= THE PROBLEM =
Retype the listing that follows, word for word.

(Items from a dataset)
((
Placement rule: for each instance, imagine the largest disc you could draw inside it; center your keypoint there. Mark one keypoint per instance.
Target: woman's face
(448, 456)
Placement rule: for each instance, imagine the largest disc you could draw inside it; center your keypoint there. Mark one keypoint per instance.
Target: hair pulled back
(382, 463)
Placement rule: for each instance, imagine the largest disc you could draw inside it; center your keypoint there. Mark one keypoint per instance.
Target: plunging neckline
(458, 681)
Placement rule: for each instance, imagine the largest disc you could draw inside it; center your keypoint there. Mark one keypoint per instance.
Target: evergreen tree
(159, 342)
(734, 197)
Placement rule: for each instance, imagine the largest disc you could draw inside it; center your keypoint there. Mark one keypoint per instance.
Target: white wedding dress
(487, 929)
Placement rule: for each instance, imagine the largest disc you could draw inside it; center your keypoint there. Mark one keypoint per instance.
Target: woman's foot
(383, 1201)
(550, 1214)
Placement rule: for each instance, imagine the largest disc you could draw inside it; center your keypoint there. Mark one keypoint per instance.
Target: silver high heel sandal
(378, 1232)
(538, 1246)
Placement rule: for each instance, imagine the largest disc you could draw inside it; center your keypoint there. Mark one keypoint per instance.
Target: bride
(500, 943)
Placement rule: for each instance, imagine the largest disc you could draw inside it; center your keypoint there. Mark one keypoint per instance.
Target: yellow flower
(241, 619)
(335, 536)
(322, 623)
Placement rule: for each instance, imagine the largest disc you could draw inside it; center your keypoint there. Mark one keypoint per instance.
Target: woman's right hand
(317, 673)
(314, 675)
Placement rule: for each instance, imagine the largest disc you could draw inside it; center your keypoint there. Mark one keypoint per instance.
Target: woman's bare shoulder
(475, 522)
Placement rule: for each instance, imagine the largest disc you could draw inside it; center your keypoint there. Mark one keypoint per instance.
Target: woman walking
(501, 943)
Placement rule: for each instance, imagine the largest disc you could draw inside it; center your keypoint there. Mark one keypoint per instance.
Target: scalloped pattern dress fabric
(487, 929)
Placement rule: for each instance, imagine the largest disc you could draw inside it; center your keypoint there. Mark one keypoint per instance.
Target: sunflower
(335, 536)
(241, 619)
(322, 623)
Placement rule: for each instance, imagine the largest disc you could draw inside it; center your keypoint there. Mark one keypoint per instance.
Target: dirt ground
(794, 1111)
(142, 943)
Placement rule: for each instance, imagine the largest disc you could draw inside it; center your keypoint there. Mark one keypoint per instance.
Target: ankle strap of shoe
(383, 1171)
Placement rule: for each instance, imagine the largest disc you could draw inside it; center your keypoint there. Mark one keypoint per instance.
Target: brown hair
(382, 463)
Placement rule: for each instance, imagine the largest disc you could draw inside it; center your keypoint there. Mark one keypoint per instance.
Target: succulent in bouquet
))
= SOLUTION TO THIS PROBLEM =
Placement rule: for each instance, imagine the largest disc you could draw inside it; center your keypoint there. Mark one keypoint per instance.
Target: woman's face
(448, 456)
Placement rule: for each instance, imagine the largest disc you could draw inside it; center your keypoint there. Mark one keypoint per instance.
Target: hair pulled back
(382, 463)
Placement rule: for each instance, imagine the largest disc you could draw inside it; center your keypoint there. Mark one keypoint per instance.
Target: plunging neckline
(458, 681)
Placement rule: for each instance, imagine the largest disc you could draw inside it; center your keypoint there. Mark one keypoint per instance.
Target: evergreen tree
(159, 342)
(734, 197)
Placement rule: for each instance, imagine the largest disc you could draw inside it; center your keypoint there. Mark one keypoint per instance.
Target: white wedding dress
(487, 929)
Placement rule: for each instance, imagine the largest disc you could draw inside it; center your keypoint there. Mark one keypoint per instance.
Target: woman's foot
(383, 1201)
(550, 1214)
Placement rule: for each instance, imagine the largest disc you could draw inside it; center your keypoint there. Mark one keypoint per instance.
Target: silver high heel sandal
(378, 1232)
(538, 1246)
Placement rule: for each instance, imagine the largest disc you could draw inside it; center your keypoint there. Mark one keypoint per instance.
Target: bride
(500, 943)
Placement rule: for each instance, imagine the largest disc you could draw inside it; center your keypoint there. Mark one keypoint per instance.
Target: yellow flower
(241, 619)
(335, 536)
(322, 623)
Placement rule: for each instance, imagine the largest disc you could draw inside it; center your keypoint there. Mark one keypoint per instance.
Target: woman's right hand
(317, 673)
(314, 675)
Placement rule: for each instance, imagine the largest disc you could draw inside it; center your keypoint there. Mark one keypoint per instance.
Target: woman's bare shoulder
(475, 522)
Placement rule: for each instance, imagine the largest disc you could draw inside it; center your keypoint there. Mark one keypoint per instance.
Target: woman walking
(501, 943)
Placement rule: for each instance, imagine the largest disc you could draw inside it; center your keypoint there. Mark one keypoint per instance.
Target: scalloped pattern dress fabric
(487, 929)
Placement rule: for each instance, imagine the largest disc you could draw inside it; center your keypoint there. Mark one keypoint per instance.
Target: sunflower
(335, 536)
(241, 619)
(322, 623)
Placement rule: for each instance, imagine the largest disc you could draw inside it; center your keypoint there. Mark one keypoint per instance.
Target: dirt ground
(794, 1111)
(142, 943)
Placement rule: for each instance, imagine the largest disc you could draw inside it; center your keypoint there. Mark one keypoint per instance.
Target: ankle strap of shoe
(383, 1171)
Placement rule: for each instance, imagine the largest disc you could draw inside it; center your keypoint there. Mark one keypoint per instance.
Target: brown hair
(382, 463)
Placement rule: for each instance, imagine the largest disc you could draw inside it; center your keypoint there. Mark one keypoint per instance.
Target: succulent in bouquet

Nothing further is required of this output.